Reproduce the rows from the line containing "Target: bus windshield" up to and including the line containing "(1081, 640)", replacing every occurrence of "one point per instance" with "a single point per instance" and leaving everything else unchanged.
Start Provided information
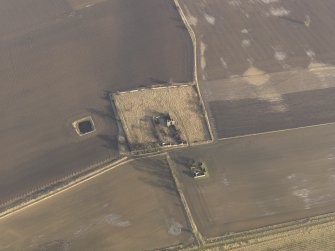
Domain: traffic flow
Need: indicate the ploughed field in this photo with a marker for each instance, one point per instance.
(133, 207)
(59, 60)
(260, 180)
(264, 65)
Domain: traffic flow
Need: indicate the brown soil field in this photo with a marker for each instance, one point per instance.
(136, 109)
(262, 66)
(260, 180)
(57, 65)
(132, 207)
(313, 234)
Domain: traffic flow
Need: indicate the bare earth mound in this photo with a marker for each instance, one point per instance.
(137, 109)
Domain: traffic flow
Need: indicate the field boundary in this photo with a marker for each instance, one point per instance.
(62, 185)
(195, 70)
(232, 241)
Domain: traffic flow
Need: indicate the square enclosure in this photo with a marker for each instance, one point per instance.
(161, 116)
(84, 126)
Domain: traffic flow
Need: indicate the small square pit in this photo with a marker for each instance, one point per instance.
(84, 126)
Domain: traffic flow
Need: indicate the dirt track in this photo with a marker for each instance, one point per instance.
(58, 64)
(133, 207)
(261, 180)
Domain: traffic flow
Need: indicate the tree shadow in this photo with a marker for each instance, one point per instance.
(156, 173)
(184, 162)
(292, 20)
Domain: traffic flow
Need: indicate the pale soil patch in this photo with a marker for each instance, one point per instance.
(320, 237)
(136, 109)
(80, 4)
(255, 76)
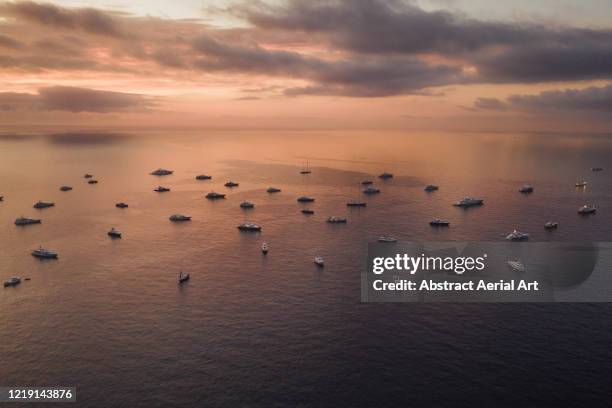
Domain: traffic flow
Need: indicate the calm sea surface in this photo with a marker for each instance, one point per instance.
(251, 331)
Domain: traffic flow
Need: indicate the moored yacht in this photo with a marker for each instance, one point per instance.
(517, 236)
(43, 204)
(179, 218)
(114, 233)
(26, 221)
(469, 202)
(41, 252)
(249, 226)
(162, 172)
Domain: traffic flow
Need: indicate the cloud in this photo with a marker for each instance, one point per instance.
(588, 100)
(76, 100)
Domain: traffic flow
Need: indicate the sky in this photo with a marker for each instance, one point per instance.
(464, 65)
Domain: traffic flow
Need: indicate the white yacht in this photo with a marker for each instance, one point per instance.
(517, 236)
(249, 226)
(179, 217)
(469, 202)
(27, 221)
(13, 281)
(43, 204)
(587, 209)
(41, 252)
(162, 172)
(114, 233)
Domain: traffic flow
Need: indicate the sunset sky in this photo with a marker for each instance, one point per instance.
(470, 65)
End Provided information
Start Provided information
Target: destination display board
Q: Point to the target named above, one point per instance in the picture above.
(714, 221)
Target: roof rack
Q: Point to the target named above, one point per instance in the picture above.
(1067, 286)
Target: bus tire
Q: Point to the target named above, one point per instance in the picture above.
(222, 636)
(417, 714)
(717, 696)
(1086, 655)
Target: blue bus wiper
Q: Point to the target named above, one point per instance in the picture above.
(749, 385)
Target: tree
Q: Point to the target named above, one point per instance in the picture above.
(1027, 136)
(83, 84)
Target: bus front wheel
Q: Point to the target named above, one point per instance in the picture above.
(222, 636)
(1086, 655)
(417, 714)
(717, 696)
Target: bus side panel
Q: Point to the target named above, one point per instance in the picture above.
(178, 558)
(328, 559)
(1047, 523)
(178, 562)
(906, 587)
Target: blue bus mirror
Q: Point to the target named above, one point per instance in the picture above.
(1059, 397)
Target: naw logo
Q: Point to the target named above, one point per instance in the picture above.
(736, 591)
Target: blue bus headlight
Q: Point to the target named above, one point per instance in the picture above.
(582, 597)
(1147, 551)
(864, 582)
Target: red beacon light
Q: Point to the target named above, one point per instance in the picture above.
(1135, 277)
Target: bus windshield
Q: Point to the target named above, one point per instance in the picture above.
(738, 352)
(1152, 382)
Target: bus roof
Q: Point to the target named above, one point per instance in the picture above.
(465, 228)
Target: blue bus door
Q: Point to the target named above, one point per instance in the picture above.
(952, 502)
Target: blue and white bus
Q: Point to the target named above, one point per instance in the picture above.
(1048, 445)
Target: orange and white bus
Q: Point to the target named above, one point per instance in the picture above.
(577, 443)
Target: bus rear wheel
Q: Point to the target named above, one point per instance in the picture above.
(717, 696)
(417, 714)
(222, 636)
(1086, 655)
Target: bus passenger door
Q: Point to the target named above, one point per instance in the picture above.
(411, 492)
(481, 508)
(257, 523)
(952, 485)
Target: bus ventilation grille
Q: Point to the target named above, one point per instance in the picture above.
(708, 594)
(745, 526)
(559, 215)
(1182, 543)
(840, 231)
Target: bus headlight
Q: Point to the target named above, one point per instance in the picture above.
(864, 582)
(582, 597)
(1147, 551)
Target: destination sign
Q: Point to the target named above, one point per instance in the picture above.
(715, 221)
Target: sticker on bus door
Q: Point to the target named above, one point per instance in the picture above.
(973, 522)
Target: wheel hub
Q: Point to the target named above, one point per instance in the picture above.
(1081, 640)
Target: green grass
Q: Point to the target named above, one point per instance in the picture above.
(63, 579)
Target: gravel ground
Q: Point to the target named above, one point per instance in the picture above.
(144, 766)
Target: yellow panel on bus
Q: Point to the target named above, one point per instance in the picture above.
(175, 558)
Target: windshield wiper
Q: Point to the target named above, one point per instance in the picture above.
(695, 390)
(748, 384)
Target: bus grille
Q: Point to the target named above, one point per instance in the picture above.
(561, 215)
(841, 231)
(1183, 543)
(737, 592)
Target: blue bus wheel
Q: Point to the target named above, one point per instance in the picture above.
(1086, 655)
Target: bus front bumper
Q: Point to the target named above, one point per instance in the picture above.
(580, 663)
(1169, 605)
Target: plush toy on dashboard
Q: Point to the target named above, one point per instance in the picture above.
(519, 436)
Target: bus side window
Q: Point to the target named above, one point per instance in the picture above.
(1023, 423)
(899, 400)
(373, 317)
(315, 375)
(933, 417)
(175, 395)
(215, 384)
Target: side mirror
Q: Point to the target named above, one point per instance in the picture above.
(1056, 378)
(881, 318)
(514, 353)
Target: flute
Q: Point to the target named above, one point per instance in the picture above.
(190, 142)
End Provided information
Start Provided information
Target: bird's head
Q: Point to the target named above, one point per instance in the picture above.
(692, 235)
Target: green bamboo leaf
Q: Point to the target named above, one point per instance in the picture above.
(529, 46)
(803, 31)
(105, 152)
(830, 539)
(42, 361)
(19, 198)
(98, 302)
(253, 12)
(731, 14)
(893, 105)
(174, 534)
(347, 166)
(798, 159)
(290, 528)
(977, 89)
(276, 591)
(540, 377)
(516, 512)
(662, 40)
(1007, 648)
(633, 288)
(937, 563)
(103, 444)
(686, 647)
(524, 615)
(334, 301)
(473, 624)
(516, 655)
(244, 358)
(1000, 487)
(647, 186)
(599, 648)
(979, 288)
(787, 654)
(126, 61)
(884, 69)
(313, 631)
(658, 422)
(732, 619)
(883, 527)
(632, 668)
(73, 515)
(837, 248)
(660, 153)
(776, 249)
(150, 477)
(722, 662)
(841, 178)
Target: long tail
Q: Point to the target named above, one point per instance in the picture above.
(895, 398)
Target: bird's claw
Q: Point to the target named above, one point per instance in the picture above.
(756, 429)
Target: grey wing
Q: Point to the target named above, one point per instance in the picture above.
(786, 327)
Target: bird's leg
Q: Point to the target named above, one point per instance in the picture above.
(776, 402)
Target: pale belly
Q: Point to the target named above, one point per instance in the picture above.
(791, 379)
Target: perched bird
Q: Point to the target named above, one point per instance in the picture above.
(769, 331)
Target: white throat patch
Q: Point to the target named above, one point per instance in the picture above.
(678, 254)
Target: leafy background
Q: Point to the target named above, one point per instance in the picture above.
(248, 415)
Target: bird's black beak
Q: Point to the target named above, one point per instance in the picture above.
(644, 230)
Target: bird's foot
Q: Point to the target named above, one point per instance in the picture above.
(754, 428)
End Provided information
Exercise answer.
Target: bus windshield
Q: Point to the target named above, a single point per instance in the picture above.
(738, 352)
(1152, 382)
Target: bus roof
Q: Point to the target named above, a single point per instance in the picture above.
(465, 228)
Target: blue bus door
Q: Point to the target named above, a single point per instance in the picture above.
(952, 502)
Target: blue and white bus
Q: Point to the target named above, a single point per instance in the picture above.
(1048, 445)
Target: orange and white bus
Q: Point to the target named above, a single point per instance in the picture above.
(577, 443)
Target: bus rear wheel
Q: Point to the target named above, a single point per instance in the picture above.
(717, 696)
(417, 714)
(222, 636)
(1086, 655)
Target: bus passenger door
Q: Point to the target named above, a single point per instance in the picture above.
(411, 492)
(481, 508)
(257, 523)
(952, 485)
Target: bus ventilation grille
Q: Point to the target named above, a single point per instance in the picture above.
(708, 594)
(745, 526)
(559, 215)
(1182, 543)
(840, 231)
Target: bus headlight
Q: Point to the target named above, a single point per instance in the picture above.
(864, 582)
(582, 597)
(1147, 551)
Target: destination sign
Q: Point to the target named above, a single point per instance in the picture above.
(715, 221)
Target: sticker on bus door
Q: Point to the target named above, a single point per instance in the picture above.
(973, 522)
Target: wheel hub
Q: Point to the target named above, a single point per instance in the picture above.
(1081, 640)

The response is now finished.